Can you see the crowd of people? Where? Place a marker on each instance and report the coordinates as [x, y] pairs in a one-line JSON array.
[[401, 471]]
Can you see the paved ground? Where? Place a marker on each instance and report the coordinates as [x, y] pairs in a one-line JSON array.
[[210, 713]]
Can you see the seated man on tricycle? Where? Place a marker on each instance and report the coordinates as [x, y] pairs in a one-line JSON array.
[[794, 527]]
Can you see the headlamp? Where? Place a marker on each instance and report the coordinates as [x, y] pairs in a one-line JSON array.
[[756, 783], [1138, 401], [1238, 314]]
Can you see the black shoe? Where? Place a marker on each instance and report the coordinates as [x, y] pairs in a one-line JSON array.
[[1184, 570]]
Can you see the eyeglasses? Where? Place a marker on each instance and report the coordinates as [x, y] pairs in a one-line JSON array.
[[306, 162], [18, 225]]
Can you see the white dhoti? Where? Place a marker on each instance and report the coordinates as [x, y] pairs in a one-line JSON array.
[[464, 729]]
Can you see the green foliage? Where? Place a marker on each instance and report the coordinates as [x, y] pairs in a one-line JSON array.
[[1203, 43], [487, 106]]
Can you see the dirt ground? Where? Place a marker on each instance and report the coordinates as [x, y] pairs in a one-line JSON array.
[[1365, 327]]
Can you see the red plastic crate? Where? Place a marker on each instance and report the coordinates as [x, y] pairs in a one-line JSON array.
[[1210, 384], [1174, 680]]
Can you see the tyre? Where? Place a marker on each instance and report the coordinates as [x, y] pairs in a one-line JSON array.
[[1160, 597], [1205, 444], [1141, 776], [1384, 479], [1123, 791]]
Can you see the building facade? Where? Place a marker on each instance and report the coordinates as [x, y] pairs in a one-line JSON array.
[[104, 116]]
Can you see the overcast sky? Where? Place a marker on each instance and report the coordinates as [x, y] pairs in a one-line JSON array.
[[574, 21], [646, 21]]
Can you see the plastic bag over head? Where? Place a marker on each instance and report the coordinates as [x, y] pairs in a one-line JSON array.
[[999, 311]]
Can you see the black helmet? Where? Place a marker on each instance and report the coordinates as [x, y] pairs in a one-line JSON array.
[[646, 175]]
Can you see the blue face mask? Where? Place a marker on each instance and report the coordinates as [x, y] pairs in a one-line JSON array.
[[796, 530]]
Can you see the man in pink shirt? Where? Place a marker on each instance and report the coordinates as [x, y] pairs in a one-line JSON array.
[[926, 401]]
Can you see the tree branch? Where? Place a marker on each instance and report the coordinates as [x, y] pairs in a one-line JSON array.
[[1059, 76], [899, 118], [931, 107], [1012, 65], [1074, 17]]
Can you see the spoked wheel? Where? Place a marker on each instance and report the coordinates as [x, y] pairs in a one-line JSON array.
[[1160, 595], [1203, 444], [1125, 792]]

□ □ □ □ □ □ □

» Goal of the exercise:
Substitute "occurrence" for "instance" everywhere in the data above, and reproduce all of it with nothing else altered.

» The output:
Can you see the crowd of people? Where? Place a marker on each occurrence and report the coordinates as [x, y] pairs in a one-line JSON array.
[[401, 471]]
Can you see the paved ground? Where? Place a marker on each occurrence and report the coordinates as [x, y] pairs in a one-line JSON array.
[[210, 713]]
Can you see the seated man on tricycle? Where? Place a marker on each occurrence and report the coordinates as [x, y] pairs in a one-line JSON array.
[[794, 527]]
Can you see the headlamp? Where? Place a marker on each occurrence and report the coordinates as [x, y] pairs in a one-line JSON array.
[[756, 783], [1138, 401], [1238, 314]]
Can you see the black shoe? Where? Place a marker on each occurrence and report the coordinates as [x, y] pairs in a one-line JSON array.
[[1184, 570]]
Can you see the eyeglasses? Where? Place a marker on each occurrence and report the coordinates as [x, y] pairs in a one-line JSON array.
[[306, 162], [18, 225]]
Can you see the white dhoti? Where? Place a marker on each occurrence and report the coordinates as [x, y] pairs in a one-line JSON array.
[[464, 729]]
Can you see the green foliage? Where? Place a marker on each occurrence and report the coordinates as [x, y] pairs in a one-line JSON array.
[[1203, 43], [487, 106]]
Can you see the dirt ground? Where? Place a marker on each occurrence and report the coordinates as [x, y] pairs in a one-line JSON array.
[[1365, 327]]
Can you see the red plastic crate? Where? Place a marker on each occurrence and report the coordinates as [x, y] pairs in a one-line JSON array.
[[1210, 384], [1174, 680]]
Can you see the tyre? Where? Place a marker on each occurrence and report the coordinates as [x, y] pairs in a one-line JSON array.
[[1160, 597], [1205, 444], [1141, 776], [1384, 479], [1123, 791]]
Can you see the building facade? Where? Place a marker on each occurrence and report the coordinates as [x, y] pairs in a one-line JSON array.
[[104, 116]]
Can you see the overcast sky? Where? Place a marker on each occurrence and report the coordinates as [x, y] pairs in a one-line JSON array.
[[574, 21], [646, 21]]
Can you see the plastic bag over head? Where? Place a marker on each occurrence and report the coordinates as [x, y] pairs in a one-line JSON array.
[[999, 311]]
Can you see the black helmet? Where? Place a marker on each occurrence and report the coordinates as [x, y] pairs in a one-line JSON array.
[[646, 175]]
Can you see the blue face mask? Where? Place a marker on each occurrence and report the coordinates as [x, y] pairs in a one-line JSON array.
[[796, 530]]
Can you see the man in pink shirt? Where? Place a marker on each occurrence and report the coordinates as [x, y] pairs in a one-line JSON array.
[[926, 401]]
Can you see the tree branch? Where? Place a marker on each occurrence and report the coordinates as [x, y] pairs in a one-line JSON array.
[[1059, 76], [899, 118], [931, 107], [1012, 65], [1074, 17]]
Can you see the spoked wheel? Where? Place a marker on each occurrence and report the coordinates as [x, y] pairs in a one-line JSON array.
[[1160, 595], [1203, 444], [1125, 792]]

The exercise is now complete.